▶ TASK DETAILS:
Format the records starting at the line containing "boy's short hair." and ending at the line containing "[267,178,321,421]" as a Markdown table with two columns, Row and Record line. Number each line in the Row column, and leave out blank lines.

▶ EXERCISE INPUT:
--- START ---
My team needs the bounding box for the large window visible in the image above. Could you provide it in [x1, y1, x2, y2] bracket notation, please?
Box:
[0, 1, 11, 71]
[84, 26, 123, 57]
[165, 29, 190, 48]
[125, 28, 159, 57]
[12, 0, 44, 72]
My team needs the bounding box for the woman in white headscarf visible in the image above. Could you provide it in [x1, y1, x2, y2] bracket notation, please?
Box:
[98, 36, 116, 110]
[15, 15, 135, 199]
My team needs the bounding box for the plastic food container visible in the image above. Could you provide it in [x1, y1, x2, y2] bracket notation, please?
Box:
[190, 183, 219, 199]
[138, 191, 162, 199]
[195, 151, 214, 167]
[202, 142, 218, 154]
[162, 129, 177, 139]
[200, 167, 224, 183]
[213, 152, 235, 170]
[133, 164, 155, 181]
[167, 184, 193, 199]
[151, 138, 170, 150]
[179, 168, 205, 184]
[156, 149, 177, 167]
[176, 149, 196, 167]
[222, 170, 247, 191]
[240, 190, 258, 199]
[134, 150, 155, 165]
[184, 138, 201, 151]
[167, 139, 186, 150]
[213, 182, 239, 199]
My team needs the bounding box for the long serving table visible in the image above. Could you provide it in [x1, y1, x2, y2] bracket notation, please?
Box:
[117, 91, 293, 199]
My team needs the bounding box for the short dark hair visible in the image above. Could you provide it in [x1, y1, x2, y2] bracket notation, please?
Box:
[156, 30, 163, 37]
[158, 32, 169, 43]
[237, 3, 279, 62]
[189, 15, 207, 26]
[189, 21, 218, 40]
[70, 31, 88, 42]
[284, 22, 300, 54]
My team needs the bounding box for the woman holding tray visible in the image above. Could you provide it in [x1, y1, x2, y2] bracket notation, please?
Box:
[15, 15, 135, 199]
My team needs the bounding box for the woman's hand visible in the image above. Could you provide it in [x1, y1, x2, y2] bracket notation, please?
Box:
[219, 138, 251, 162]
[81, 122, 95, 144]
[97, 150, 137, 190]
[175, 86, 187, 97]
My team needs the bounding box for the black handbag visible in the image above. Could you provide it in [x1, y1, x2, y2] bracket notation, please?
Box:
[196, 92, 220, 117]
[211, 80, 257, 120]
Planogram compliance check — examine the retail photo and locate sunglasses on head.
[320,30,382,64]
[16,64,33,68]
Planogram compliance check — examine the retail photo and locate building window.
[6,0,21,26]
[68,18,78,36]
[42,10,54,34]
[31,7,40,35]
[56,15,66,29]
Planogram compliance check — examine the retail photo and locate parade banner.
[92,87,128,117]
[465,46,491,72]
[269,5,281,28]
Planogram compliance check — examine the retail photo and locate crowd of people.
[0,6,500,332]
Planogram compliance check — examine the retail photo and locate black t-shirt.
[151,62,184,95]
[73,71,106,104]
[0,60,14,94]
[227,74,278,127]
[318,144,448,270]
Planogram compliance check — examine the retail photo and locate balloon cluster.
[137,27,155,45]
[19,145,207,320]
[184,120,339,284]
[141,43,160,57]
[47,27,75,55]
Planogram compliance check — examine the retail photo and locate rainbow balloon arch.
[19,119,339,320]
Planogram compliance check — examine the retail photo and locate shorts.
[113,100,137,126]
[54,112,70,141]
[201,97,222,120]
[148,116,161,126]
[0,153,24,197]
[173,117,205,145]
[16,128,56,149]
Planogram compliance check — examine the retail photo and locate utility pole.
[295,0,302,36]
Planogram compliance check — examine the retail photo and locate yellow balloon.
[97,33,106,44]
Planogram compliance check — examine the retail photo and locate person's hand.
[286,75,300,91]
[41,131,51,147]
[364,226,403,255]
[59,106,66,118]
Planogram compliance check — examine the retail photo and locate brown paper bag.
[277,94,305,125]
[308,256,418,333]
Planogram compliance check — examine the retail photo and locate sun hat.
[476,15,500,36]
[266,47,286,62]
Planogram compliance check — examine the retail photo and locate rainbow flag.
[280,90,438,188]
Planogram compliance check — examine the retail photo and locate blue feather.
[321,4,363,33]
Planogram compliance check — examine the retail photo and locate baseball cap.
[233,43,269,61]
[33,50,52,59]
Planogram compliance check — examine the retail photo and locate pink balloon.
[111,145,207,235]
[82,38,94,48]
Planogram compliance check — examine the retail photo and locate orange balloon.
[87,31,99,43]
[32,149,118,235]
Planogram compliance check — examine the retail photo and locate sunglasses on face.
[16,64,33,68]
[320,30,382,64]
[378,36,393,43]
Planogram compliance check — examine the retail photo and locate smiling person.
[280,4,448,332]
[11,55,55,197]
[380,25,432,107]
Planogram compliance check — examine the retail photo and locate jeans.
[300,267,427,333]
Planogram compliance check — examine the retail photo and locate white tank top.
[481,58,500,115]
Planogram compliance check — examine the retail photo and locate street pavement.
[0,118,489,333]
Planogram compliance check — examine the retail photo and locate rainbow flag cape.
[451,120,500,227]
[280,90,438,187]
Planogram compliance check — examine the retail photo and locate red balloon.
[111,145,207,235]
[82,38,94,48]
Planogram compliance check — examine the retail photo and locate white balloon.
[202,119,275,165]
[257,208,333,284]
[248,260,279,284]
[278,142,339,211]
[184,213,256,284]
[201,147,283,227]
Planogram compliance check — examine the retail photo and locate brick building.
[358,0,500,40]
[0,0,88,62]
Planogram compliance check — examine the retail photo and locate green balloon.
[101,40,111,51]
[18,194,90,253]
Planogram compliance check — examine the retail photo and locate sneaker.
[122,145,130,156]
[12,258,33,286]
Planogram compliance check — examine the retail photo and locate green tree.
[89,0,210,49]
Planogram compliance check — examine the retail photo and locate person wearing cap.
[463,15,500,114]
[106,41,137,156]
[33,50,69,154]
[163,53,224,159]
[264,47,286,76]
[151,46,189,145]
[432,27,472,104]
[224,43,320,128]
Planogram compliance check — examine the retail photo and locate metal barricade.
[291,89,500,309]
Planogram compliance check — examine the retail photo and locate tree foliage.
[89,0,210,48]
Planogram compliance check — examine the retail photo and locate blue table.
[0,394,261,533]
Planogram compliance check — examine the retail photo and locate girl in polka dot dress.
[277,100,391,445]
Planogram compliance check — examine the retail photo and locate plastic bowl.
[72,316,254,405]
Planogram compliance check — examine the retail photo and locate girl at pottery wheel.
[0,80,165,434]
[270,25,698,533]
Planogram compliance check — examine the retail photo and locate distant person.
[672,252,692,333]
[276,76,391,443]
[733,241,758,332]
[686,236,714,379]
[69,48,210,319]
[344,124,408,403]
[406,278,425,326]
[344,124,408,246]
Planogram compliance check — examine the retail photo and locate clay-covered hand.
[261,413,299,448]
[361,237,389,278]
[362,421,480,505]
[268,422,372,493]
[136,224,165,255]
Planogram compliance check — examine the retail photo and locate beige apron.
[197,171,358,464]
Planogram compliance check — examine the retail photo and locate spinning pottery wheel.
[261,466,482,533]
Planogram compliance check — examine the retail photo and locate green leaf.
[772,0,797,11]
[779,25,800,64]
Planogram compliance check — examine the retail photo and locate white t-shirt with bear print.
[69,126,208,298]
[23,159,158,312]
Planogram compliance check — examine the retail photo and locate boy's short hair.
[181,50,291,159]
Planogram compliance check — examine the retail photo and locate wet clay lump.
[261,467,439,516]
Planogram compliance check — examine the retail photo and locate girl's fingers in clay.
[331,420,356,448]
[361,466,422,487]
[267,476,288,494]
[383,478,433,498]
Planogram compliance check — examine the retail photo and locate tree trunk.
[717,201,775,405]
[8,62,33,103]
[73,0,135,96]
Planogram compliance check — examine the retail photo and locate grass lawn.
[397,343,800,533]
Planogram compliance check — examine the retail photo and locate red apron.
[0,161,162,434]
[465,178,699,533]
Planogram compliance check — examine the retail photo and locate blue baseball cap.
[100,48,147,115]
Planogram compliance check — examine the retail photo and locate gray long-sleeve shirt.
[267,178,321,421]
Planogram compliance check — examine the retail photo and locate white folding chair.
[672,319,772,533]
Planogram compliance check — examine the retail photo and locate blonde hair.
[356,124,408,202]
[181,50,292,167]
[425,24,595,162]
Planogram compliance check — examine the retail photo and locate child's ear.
--- END ---
▶ EXPECTED ANSWER:
| Row | Record line |
|---|---|
| 1 | Planogram compliance check — examine the retail photo and locate boy's short hair. |
| 2 | [181,50,291,159] |
| 3 | Planogram compliance check — examine the retail photo and locate wet clay lump. |
| 4 | [261,467,439,516] |
| 5 | Planogram compliance check — examine the retail photo and locate girl's fingers in clay. |
| 6 | [331,420,356,448] |
| 7 | [361,466,422,487] |
| 8 | [267,476,288,494] |
| 9 | [383,478,433,498] |
| 10 | Planogram compliance check — examine the retail photo and locate tree trunk. |
| 11 | [717,201,775,405] |
| 12 | [8,62,33,103] |
| 13 | [73,0,135,96] |
| 14 | Planogram compliance check — examine the retail photo and locate grass lawn. |
| 15 | [397,343,800,533] |
| 16 | Planogram compliance check — examine the retail photo and locate red apron. |
| 17 | [0,161,162,434] |
| 18 | [465,178,699,533] |
| 19 | Planogram compliance check — examine the retail photo and locate blue baseball cap. |
| 20 | [100,48,147,115] |
| 21 | Planogram compliance check — examine the retail photo and locate gray long-sleeve shirt. |
| 22 | [267,178,321,421] |